▶ [Text under study]:
§ §

Following the glucose challenge, serum glucose concentrations peaked at 40–50 min by regulating both insulin secretion and insulin sensitivity (Figure 3(a)). However, from the peak, the serum glucose levels were mainly reduced by insulin sensitivity. Thus, the area under the curve of glucose (AUCG) and AUC of insulin (AUCI) for two time periods: first part (0–40 min) and second part (40–120 min) of the test. The control group had much higher AUCGs of the first and second parts than the positive-control group (Figure 3(b)). No treatments decreased the first part of the AUGG, whereas only TTK lowered the AUCG in the second part and to the same extent as the positive control. Thus, TTK improved glucose tolerance to the same extent as the positive-control group (Figure 3(b)).
Figure 3.
Serum glucose levels and areas under the curve of glucose and insulin during the oral glucose tolerance test (OGTT). The ovariectomized (OVX) rats were provided with a 45% fat diet containing (1) 2% dextrin (placebo; OVX control), (2) 2% Tetragonia tetragonioides (Pall.) Kuntze water extract (TTK), (3) 2% JakYakGamCho-Tang (JGT), (4) 1% JGT+1% TTK (JGTT), or (5) 30 µg/kg body weight 17β-estradiol+2% dextrin (positive-control) for eight weeks. At the seventh week, 2 g of glucose/kg body weight was orally administered and the serum glucose and insulin levels were measured at the indicated times. The changes in the serum glucose levels were measured during the OGTT (a). Average area under the curve (AUC) of glucose (b) and insulin (c) for the first (0–40 min) and second phases (40–120 min) of the OGTT
Dots and bars represent the mean ± SD (n = 12). *Significantly different among all groups in one-way ANOVA at P < 0.05. a, b, c The different letters on the bars represent significant differences among the groups using Tukey’s test at P < 0.05
Because the serum glucose is regulated by the serum insulin concentrations and sensitivity, the AUCI was calculated. Both first part and second part AUCIs were higher in control rats than in positive-control rats (Figure 3(c)). TTK and JGTT lowered the AUCIs of the first and second parts to the same extent as the positive control, whereas JGT only decreased the AUCI of the second part (Figure 3(c)).

§ §

▶ [Task objective]:
Answer these from the glucose tolerance text:
(a) What percentage of fat was in the diet given to the ovariectomized rats?
(b) In which week was the glucose given by mouth, and at what dose?
(c) Which treatment lowered only the second-part AUCI?

§ §

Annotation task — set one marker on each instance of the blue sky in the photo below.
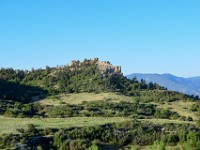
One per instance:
(146, 36)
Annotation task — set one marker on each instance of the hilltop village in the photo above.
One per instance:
(103, 66)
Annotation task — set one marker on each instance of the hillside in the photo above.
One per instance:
(189, 86)
(92, 105)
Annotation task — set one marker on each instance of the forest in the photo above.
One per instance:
(149, 116)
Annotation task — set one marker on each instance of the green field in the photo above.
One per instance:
(181, 107)
(9, 125)
(83, 97)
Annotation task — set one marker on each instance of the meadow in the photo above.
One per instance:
(9, 125)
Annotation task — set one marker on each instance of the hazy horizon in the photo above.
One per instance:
(140, 36)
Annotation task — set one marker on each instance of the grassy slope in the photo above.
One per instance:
(9, 125)
(181, 107)
(81, 97)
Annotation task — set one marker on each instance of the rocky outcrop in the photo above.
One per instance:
(103, 66)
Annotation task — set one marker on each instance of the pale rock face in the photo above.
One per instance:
(103, 66)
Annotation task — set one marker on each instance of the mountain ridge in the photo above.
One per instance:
(184, 85)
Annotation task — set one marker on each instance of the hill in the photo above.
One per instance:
(189, 86)
(92, 105)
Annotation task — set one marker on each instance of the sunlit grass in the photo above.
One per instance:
(181, 107)
(78, 98)
(9, 125)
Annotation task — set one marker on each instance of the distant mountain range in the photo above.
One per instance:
(189, 86)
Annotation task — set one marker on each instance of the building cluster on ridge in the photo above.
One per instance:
(103, 66)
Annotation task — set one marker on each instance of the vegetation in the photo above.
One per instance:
(79, 107)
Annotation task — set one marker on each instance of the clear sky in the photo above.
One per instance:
(143, 36)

§ §

▶ [Result of this task]:
(a) 45% fat.
(b) The seventh week, at 2 g of glucose per kg of body weight.
(c) JGT.